(Pointing dataset records)
──────────
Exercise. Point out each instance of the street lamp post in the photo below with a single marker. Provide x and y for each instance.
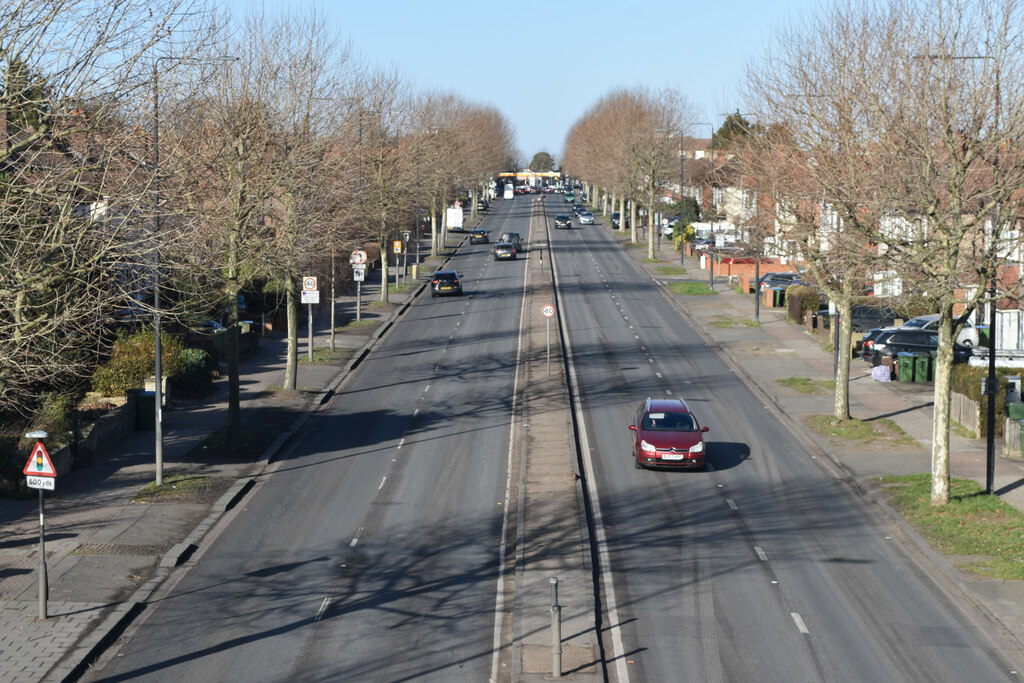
(711, 262)
(158, 366)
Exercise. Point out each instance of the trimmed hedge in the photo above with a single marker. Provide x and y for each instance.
(967, 380)
(132, 361)
(196, 378)
(800, 299)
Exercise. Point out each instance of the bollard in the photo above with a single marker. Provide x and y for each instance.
(556, 641)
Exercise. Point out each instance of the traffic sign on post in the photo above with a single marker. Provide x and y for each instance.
(39, 464)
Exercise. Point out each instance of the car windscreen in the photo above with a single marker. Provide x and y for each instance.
(672, 422)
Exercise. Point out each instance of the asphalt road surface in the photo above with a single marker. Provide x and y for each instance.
(763, 567)
(371, 551)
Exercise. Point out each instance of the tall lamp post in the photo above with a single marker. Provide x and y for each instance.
(711, 263)
(158, 369)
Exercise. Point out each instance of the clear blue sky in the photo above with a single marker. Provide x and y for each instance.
──────────
AIM OF THE TASK: Please output every one of the entries above again word for word, leaving out the pictures.

SOLUTION TO THIS EXERCISE:
Exercise. Point out each instance of the street lamp post in the photo below with a single marker. Provide x and y for each instance.
(711, 262)
(158, 366)
Exercise. Point out each instance of the trimmed hedge in the photo above with a single marker. Provide x and y for each instance.
(967, 380)
(132, 361)
(196, 378)
(800, 299)
Exercise. Point out each instance of the bollard in the photo above with a single marker. Provide x and y for each instance.
(556, 641)
Exercise. Point out each instance of the traffic sign on post in the photo above with a single marker. Provide x and y for each instance.
(39, 464)
Exercise. Point out each instance of the car windscreen in the photo above with a single marker. Provide x and y for each instance.
(672, 422)
Exercise. Point out each instance of the asphalt road surface in the photo above with a single marker. Provide x and y for each instance.
(763, 567)
(371, 551)
Exercise. Point out each instance of the tall lamp post in the photo above with a single marker. Provide x and y for each instance.
(711, 263)
(158, 369)
Exercise. Point out each instance of the clear blue sky in the photo above with a single marker. Provide x and y for each instance.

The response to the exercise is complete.